(SOURCE INFORMATION):
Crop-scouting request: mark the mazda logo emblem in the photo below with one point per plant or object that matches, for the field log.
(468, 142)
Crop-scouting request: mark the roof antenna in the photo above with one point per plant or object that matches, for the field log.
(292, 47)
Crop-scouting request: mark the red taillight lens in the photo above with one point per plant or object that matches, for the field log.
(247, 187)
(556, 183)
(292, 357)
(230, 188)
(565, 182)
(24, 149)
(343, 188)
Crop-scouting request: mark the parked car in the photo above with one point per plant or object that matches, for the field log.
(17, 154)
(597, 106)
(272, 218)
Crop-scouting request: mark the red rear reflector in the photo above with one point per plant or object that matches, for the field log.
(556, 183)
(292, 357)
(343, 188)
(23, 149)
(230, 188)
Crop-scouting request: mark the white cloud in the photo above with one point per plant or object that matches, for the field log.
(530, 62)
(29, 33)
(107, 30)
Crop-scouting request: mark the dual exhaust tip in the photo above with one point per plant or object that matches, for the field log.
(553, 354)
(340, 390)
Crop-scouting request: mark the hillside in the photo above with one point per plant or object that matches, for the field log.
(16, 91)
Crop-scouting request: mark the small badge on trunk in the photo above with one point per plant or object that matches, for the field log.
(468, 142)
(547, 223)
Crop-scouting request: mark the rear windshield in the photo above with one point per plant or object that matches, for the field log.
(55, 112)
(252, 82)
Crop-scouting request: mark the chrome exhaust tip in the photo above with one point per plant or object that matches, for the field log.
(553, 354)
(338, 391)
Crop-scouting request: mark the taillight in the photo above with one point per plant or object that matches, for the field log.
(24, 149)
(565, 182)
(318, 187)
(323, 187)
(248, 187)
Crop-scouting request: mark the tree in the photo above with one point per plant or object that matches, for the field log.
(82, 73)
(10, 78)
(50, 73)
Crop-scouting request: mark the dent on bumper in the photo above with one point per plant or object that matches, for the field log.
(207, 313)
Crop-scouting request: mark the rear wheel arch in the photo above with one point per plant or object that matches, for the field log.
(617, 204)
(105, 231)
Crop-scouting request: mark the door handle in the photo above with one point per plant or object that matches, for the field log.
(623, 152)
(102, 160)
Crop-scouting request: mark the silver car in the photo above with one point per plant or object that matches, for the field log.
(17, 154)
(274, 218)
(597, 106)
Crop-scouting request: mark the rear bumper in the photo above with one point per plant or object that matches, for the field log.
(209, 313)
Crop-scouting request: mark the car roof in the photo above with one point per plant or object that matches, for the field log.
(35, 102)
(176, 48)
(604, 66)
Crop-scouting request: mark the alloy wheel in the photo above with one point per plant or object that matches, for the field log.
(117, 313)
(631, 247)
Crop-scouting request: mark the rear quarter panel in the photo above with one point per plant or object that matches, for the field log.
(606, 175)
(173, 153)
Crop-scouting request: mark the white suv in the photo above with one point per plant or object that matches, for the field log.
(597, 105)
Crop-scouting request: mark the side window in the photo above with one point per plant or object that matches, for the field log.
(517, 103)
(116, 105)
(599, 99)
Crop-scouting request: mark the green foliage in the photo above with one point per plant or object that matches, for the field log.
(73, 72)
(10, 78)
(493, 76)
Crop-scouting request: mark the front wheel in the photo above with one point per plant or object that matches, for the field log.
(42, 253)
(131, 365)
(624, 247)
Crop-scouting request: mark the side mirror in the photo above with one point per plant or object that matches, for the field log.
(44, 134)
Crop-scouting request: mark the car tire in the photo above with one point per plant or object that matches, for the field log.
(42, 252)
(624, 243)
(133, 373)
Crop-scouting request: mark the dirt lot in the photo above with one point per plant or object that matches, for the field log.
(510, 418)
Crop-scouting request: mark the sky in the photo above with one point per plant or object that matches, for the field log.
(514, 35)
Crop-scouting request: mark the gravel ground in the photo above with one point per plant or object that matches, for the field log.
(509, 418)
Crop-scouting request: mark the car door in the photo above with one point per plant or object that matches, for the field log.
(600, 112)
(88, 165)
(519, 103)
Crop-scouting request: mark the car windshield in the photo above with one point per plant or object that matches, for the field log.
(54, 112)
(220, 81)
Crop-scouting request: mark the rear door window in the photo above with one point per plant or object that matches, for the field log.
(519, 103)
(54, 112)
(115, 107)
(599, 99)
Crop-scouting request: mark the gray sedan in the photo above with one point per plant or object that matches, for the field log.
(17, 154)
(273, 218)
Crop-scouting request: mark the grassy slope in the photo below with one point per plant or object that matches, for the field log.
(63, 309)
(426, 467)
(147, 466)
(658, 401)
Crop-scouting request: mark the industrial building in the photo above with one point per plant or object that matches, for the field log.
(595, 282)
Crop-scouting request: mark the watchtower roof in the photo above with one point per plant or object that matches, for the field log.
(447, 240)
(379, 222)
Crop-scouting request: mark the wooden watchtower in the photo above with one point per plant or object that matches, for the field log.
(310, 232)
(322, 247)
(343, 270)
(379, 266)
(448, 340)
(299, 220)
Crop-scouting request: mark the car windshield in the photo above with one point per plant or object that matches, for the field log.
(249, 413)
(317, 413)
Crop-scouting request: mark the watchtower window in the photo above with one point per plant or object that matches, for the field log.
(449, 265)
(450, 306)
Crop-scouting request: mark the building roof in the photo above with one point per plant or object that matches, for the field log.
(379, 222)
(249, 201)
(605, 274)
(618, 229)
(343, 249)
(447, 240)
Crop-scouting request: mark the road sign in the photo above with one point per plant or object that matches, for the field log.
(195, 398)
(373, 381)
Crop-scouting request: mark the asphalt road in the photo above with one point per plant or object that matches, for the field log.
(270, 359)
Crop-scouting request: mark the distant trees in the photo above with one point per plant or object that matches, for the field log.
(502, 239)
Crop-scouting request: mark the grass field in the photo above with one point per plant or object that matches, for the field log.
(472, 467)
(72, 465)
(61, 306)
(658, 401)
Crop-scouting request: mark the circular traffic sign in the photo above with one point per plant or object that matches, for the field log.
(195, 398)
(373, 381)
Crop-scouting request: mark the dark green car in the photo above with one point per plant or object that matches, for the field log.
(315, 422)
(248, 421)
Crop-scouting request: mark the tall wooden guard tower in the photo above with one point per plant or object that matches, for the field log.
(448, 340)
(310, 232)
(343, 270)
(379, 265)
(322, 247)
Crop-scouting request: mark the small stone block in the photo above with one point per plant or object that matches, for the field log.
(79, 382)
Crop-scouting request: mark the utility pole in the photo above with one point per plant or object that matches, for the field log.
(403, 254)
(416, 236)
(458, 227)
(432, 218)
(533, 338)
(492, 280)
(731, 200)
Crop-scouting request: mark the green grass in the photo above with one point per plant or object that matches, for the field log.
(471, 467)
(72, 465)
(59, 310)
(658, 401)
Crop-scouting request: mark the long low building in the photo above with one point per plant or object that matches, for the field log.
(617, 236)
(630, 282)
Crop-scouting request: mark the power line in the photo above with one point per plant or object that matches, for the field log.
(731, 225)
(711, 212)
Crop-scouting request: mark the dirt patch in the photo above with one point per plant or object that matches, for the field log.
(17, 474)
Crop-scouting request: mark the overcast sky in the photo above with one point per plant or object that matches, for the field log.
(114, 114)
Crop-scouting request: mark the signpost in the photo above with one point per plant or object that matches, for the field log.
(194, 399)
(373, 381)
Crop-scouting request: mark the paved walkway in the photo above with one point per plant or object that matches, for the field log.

(PROBLEM STATEMENT):
Reproduce all the entries above. Match them exactly.

(FINISHED EXERCISE):
Crop-scouting request: mark the mazda logo emblem in the photo below with one point per plant or object that matches, for the field log.
(468, 142)
Crop-scouting request: mark the roof antenna in the photo above with one point per plant or object that matches, for the field log.
(292, 47)
Crop-scouting request: mark the red taillight lens in the photo above with one point per plant or object that matches, for the field log.
(247, 187)
(556, 183)
(292, 357)
(230, 188)
(565, 182)
(24, 149)
(343, 188)
Crop-scouting request: mark the parked car in the photo above with one point per plant or object that matches, for the field log.
(17, 154)
(597, 106)
(272, 218)
Crop-scouting request: mark the red rear reflector in the photo above with one point per plant or object that matches, for the field log.
(556, 183)
(292, 357)
(343, 188)
(23, 149)
(230, 188)
Crop-scouting request: mark the white cloud in the photo above with one point per plant or object that matches, for the field log.
(530, 62)
(29, 33)
(107, 30)
Crop-scouting request: mark the dual exhaust tip in the photo above with one point per plant or object that matches, for the field log.
(553, 354)
(340, 390)
Crop-scouting request: mark the hillside in the photo above with one point per plant or object that matches, for the field log.
(16, 91)
Crop-scouting request: mark the small badge on trunk in the photo above with one point per plant or object that matches, for the field log.
(468, 142)
(547, 223)
Crop-scouting request: mark the rear windshield in the photo above with one point per plant or object that matches, for the field log.
(55, 112)
(252, 82)
Crop-scouting request: mark the chrome exhaust tip in the photo above with one point per plant or object that matches, for the field log.
(553, 354)
(338, 391)
Crop-scouting request: mark the taillight in the photo above with one point per plant or object that matches, for the field log.
(24, 149)
(565, 182)
(318, 187)
(323, 187)
(248, 187)
Crop-scouting request: mark the tree in the photo above with one point per plant or object that matches, for the field log.
(82, 73)
(10, 78)
(50, 73)
Crop-scouting request: mark the dent on bumper in the photo above with one point per plant or object that matches, for the field log.
(207, 313)
Crop-scouting request: mark the rear wheel arch in the photo above with one point per plant or object that matches, for the field log.
(617, 204)
(105, 231)
Crop-scouting request: mark the door handle in the photo above with one point per plant or object that matches, for the field log.
(623, 152)
(102, 160)
Crop-scouting request: mark the silver car in the photo above with one point per plant or object that matches, for the field log.
(17, 154)
(274, 218)
(597, 106)
Crop-scouting request: mark the rear bumper in the photo above with one point per plant or object that matches, for the field log.
(209, 313)
Crop-scouting request: mark the car roof in the photo above with one point per plant or object that matches, for the field log.
(35, 102)
(176, 48)
(604, 66)
Crop-scouting request: mark the alloy wheel in the photo above with one point per plant or object that matches, for the field log.
(117, 313)
(631, 247)
Crop-scouting request: mark the rear quarter panel in the photo above with one point per plant or object that matches, for the field log.
(606, 175)
(173, 153)
Crop-scouting request: mark the white suv in the photo above with one point per plant or object that matches, for the field log.
(597, 105)
Crop-scouting request: mark the side window in the photo above with one point per plant or object that matches, for the field log.
(517, 103)
(116, 105)
(599, 99)
Crop-scouting request: mark the green foliage in the photo above with one point per plant or object that matches, for the field log.
(73, 72)
(10, 78)
(493, 76)
Crop-scouting request: mark the front wheel in the photo above with one point per plant or object that matches, for the field log.
(42, 253)
(131, 365)
(624, 247)
Crop-scouting request: mark the side mirror in the photo above with one point per plant or object that matches, for the field log.
(44, 134)
Crop-scouting request: mark the car tire in the photo above with one point per plant or object that matches, for the field log.
(42, 252)
(624, 243)
(133, 373)
Crop-scouting request: mark the dirt lot in the photo above with one point per plant or object that matches, for the field log.
(510, 418)
Crop-scouting request: mark the sky in the photo above with one point per plant or object that matches, for the field log.
(514, 35)
Crop-scouting request: mark the gravel ground in the photo above with one point per plant or object that matches, for the field log.
(509, 418)
Crop-scouting request: mark the car door in the photo above with one point per plant or object that matches, for the field log.
(600, 112)
(88, 165)
(519, 103)
Crop-scouting request: mark the car windshield in the photo above with one point per plant or object that matches, for the field log.
(54, 112)
(220, 81)
Crop-scouting request: mark the rear door window in the photo above with one point per plant or object that matches, for the field log.
(519, 103)
(54, 112)
(115, 107)
(599, 99)
Crop-scouting request: mark the gray sedan in the photo above with one point per plant or object that matches, for the field log.
(17, 154)
(273, 218)
Crop-scouting request: mark the grassy slope in the photo below with one point per plant or object that matches, for the field log.
(63, 309)
(426, 467)
(147, 466)
(658, 401)
Crop-scouting request: mark the industrial building in the photo above with one point per plant or object that matches, for the field log.
(595, 282)
Crop-scouting request: mark the watchtower roof in the photo above with one point per plant or object that matches, for the field log.
(447, 240)
(379, 222)
Crop-scouting request: mark the wooden watchtower in the photo above with one point per plant or object that matches, for the field log.
(310, 232)
(322, 247)
(343, 270)
(379, 266)
(448, 340)
(299, 220)
Crop-scouting request: mark the car windshield in the photo above with one point per plant or object that matches, for the field log.
(249, 413)
(317, 413)
Crop-scouting request: mark the watchtower window in the photo above with one point per plant or object that matches, for the field log.
(449, 265)
(450, 306)
Crop-scouting request: mark the building roof in the photo above with one point per plant or object that matches, for the field log.
(379, 222)
(249, 201)
(605, 274)
(618, 229)
(343, 249)
(447, 240)
Crop-scouting request: mark the road sign in the photo above with one point per plant or object that matches, for the field log.
(195, 398)
(373, 381)
Crop-scouting request: mark the asphalt road in the photo above with one point per plant or object that matches, for the field log.
(270, 359)
Crop-scouting request: mark the distant trees in the photo above with one point per plant or object that matches, for the field log.
(502, 239)
Crop-scouting request: mark the grass field in the photo above with one point per plant or object that matches, for the field log.
(472, 467)
(72, 465)
(61, 306)
(658, 401)
Crop-scouting request: mark the circular traffic sign in the photo above with one point per plant or object that matches, for the field log.
(195, 398)
(373, 381)
Crop-scouting request: mark the dark green car in the photo above with one point per plant or object that matches, for the field log.
(315, 422)
(248, 421)
Crop-scouting request: mark the tall wooden guard tower in the photo above with one point per plant or object that matches, for the field log.
(448, 340)
(310, 232)
(343, 270)
(379, 265)
(322, 247)
Crop-scouting request: mark the small stone block in the photo above with one point per plant or object that matches, for the field log.
(79, 382)
Crop-scouting request: mark the utility pole in the photo above with one point per plant or object that matches, for the field log.
(403, 254)
(416, 236)
(458, 227)
(432, 218)
(533, 338)
(492, 280)
(731, 200)
Crop-scouting request: mark the green grass in the photo above with one point per plant or object that matches, for the field log.
(471, 467)
(72, 465)
(59, 310)
(658, 401)
Crop-scouting request: mark the long low building in the photo above with one point per plant or object that matches, for the field log.
(617, 236)
(630, 282)
Crop-scouting request: mark the power line in the photo above with one point per plant or object that matches, for the field log.
(731, 225)
(711, 212)
Crop-scouting request: mark the dirt patch in the photo above with one point per plant or object that matches, for the field log.
(17, 474)
Crop-scouting request: mark the overcast sky in the photo above with one point per plant or object that matches, for the field log.
(114, 114)
Crop-scouting request: mark the signpost in the photo above with one point per plant or object that matches, for the field log.
(194, 399)
(373, 381)
Crop-scouting request: mark the paved walkway in the photo above with one point per plant or object that matches, for the field log.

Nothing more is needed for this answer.